Dataset rows:
"""

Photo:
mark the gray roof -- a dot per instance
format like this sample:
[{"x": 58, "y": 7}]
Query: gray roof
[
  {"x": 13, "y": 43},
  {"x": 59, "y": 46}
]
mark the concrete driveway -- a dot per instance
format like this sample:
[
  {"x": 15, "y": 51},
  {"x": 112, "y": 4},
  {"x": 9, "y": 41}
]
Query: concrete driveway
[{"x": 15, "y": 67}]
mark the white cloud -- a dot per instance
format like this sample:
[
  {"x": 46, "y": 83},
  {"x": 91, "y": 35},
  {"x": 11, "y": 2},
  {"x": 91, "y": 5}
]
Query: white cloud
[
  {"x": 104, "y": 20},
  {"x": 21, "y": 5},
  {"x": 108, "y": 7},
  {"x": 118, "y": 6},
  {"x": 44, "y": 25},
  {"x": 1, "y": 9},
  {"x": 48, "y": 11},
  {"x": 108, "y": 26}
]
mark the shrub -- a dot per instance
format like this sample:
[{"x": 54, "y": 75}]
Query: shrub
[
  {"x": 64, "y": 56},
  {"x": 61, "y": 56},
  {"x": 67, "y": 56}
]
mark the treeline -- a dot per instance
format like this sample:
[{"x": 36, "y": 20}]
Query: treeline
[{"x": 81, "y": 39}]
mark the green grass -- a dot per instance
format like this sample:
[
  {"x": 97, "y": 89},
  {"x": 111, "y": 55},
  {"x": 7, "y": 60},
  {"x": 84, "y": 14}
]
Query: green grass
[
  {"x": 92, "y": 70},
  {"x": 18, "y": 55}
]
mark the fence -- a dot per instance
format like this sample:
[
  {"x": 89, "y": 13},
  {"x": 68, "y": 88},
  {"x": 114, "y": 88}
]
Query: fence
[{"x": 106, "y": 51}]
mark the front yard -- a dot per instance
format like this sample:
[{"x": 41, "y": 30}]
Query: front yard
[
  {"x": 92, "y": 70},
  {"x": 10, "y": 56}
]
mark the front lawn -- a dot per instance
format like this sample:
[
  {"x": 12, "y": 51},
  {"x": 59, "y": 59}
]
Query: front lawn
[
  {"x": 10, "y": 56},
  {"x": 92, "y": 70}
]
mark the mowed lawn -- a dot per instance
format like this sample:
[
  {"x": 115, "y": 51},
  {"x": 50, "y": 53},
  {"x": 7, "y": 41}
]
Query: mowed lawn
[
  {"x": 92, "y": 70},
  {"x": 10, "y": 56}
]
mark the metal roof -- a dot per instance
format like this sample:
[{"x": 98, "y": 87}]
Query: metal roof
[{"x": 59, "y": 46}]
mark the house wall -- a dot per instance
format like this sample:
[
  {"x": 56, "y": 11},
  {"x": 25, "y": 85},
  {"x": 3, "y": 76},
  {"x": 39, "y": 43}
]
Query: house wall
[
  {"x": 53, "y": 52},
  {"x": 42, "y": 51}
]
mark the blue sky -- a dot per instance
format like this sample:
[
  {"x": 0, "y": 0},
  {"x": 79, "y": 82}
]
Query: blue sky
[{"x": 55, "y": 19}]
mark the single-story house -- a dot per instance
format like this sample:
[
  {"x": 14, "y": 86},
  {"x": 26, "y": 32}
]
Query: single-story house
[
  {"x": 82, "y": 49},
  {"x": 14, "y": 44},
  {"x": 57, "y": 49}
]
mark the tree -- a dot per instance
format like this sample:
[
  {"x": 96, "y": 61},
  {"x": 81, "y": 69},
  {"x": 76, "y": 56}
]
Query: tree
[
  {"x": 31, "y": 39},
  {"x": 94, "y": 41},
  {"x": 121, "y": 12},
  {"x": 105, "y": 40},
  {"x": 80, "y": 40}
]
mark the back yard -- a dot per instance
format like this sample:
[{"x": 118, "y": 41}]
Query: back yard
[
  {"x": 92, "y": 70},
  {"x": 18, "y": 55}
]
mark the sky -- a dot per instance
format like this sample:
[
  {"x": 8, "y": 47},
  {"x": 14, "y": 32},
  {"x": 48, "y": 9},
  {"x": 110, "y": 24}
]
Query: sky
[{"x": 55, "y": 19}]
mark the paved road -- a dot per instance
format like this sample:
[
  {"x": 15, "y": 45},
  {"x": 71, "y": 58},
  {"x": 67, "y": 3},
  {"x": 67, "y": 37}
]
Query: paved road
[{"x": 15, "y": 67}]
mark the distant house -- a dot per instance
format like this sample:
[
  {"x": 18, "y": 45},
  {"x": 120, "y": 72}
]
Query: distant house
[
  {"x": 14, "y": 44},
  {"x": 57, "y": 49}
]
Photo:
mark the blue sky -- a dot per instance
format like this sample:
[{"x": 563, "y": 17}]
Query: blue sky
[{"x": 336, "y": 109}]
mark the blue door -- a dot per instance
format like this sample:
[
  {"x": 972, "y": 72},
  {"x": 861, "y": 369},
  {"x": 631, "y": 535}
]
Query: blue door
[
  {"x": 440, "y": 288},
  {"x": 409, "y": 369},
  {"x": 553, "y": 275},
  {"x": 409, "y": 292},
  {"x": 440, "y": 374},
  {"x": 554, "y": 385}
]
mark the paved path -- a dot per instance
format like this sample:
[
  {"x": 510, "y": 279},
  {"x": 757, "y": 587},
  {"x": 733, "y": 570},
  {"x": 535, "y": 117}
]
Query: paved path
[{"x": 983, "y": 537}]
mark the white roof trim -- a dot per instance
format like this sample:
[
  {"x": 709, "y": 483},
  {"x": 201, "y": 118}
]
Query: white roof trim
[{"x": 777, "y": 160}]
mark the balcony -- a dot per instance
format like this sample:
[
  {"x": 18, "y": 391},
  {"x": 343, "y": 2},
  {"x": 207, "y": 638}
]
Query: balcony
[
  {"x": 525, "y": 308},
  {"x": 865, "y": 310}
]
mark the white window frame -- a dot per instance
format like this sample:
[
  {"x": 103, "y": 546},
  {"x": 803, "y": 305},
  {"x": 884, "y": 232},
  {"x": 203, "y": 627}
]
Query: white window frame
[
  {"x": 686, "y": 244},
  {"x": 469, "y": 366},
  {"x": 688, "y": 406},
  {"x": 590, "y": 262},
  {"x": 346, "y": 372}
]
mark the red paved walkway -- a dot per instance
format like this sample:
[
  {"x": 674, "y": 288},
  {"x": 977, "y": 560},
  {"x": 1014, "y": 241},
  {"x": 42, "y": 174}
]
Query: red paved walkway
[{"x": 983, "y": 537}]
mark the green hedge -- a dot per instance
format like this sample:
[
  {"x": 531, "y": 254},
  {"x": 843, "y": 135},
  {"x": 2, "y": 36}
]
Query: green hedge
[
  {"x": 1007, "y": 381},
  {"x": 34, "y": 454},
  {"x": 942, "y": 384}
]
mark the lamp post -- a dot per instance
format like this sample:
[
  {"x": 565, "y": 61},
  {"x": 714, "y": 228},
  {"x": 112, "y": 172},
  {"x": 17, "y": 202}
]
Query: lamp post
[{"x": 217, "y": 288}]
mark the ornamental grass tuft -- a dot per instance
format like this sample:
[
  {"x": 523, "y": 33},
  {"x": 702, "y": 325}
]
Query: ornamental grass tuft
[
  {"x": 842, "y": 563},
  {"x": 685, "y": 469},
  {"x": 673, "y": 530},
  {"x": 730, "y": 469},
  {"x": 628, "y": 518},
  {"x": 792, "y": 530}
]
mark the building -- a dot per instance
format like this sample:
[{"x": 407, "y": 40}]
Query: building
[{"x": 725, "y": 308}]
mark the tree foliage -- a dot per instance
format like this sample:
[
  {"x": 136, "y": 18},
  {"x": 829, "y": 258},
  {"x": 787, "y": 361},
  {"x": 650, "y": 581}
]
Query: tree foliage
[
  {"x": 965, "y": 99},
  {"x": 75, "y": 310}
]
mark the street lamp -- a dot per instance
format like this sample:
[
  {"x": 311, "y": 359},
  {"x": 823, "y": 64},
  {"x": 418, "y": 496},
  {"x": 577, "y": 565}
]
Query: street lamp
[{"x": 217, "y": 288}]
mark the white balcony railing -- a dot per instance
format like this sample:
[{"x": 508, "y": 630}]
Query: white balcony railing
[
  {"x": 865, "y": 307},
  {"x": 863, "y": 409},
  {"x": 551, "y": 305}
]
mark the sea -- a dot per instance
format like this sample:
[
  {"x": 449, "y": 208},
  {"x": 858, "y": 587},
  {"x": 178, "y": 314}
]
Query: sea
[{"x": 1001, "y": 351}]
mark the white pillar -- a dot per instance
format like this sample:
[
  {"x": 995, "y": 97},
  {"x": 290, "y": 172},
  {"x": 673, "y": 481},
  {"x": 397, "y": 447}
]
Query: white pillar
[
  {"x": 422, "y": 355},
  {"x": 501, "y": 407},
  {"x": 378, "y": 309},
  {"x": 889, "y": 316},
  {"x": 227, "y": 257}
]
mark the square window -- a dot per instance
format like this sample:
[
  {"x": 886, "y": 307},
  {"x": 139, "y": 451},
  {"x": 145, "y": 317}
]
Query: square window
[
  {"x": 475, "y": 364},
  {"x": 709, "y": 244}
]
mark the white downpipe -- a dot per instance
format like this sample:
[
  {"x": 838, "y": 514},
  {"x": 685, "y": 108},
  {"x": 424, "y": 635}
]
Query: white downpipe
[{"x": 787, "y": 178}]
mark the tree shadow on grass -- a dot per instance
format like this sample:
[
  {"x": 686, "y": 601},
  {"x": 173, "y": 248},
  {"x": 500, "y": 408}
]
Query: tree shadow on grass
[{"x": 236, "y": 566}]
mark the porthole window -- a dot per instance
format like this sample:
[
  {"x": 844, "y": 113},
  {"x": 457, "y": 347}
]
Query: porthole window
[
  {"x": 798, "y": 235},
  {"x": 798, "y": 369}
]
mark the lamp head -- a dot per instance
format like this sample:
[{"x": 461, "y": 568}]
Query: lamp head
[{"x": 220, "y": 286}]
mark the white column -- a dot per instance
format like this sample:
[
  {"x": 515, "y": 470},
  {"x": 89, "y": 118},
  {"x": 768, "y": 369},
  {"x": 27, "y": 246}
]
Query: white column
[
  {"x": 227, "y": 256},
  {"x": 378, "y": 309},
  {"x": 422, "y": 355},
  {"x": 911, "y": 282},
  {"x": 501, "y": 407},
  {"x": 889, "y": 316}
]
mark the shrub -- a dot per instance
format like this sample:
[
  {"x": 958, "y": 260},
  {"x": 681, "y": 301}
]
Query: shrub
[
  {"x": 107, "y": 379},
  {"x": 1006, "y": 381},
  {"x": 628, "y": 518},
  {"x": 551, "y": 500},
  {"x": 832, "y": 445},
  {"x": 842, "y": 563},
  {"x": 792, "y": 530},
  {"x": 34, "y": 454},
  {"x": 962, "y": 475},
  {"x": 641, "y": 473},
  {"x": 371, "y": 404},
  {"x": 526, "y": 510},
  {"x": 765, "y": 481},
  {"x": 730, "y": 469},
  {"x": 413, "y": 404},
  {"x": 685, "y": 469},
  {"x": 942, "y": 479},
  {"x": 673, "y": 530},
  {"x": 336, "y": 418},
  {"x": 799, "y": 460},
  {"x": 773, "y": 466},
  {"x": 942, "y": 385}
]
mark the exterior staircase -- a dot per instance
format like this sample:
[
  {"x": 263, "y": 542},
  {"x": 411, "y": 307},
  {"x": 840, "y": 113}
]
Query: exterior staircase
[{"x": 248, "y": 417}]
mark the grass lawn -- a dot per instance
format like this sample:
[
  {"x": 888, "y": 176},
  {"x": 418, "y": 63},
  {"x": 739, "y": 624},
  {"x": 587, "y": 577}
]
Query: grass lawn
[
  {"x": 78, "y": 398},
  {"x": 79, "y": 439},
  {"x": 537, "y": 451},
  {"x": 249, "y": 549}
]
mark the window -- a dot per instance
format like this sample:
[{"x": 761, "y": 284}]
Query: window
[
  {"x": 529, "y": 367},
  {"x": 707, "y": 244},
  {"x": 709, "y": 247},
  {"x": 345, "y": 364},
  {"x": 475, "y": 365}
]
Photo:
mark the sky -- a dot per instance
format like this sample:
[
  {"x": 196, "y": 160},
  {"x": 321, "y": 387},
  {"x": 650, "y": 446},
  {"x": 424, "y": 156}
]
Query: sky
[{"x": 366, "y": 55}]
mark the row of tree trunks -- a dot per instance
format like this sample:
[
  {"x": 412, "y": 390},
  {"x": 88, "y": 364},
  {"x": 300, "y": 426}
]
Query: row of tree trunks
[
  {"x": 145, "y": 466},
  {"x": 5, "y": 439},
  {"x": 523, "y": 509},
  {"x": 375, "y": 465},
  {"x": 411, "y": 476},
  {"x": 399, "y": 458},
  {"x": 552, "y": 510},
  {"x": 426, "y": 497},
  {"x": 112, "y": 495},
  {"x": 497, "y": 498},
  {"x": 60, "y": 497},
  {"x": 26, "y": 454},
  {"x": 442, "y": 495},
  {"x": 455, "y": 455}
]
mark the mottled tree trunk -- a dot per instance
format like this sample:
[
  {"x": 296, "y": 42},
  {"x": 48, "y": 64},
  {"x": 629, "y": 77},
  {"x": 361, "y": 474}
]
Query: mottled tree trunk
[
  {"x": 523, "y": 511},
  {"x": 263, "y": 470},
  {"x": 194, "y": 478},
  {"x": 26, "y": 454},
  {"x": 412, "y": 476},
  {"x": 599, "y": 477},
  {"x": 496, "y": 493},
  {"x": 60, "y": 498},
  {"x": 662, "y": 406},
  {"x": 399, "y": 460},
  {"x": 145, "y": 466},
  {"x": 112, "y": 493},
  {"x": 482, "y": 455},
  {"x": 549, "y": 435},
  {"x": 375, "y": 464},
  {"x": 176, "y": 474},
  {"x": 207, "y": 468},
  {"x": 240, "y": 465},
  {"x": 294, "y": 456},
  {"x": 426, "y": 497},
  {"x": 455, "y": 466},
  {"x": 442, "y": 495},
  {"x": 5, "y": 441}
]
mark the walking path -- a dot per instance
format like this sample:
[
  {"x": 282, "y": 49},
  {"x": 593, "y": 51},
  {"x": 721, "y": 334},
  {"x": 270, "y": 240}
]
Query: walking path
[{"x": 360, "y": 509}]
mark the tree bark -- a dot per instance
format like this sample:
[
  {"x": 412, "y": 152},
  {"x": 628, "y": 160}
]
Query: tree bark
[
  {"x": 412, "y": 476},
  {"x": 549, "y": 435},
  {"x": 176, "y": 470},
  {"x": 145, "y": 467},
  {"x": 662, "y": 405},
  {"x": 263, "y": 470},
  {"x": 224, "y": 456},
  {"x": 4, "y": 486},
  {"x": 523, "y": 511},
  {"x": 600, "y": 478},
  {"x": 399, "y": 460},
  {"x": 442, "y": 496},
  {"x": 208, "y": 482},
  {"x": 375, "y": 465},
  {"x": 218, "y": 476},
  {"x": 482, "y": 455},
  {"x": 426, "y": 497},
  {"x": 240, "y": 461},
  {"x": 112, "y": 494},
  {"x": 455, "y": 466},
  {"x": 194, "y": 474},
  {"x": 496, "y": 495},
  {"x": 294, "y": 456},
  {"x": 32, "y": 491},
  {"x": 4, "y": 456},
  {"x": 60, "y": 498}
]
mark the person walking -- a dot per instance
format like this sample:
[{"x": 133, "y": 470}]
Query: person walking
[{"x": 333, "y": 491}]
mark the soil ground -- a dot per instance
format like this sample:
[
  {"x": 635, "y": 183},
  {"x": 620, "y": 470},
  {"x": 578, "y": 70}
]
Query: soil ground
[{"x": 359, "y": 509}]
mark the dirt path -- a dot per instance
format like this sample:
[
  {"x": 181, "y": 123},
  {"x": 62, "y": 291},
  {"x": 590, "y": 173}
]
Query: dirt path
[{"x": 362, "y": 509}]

"""

> _Task goal_: Take the line that contains "mark the person walking -- a dot per instance" and every line after it through the end of the listing above, and repeat them exactly.

> _Written response_:
mark the person walking -- a dot per instance
format like this sample:
[{"x": 133, "y": 470}]
Query: person walking
[{"x": 333, "y": 491}]
mark the soil ground -- a dot per instance
format like this sample:
[
  {"x": 635, "y": 183},
  {"x": 620, "y": 470},
  {"x": 578, "y": 70}
]
Query: soil ground
[{"x": 359, "y": 509}]
mark the dirt path -- a dot per instance
format like this sample:
[
  {"x": 181, "y": 123},
  {"x": 62, "y": 291},
  {"x": 590, "y": 173}
]
Query: dirt path
[{"x": 362, "y": 509}]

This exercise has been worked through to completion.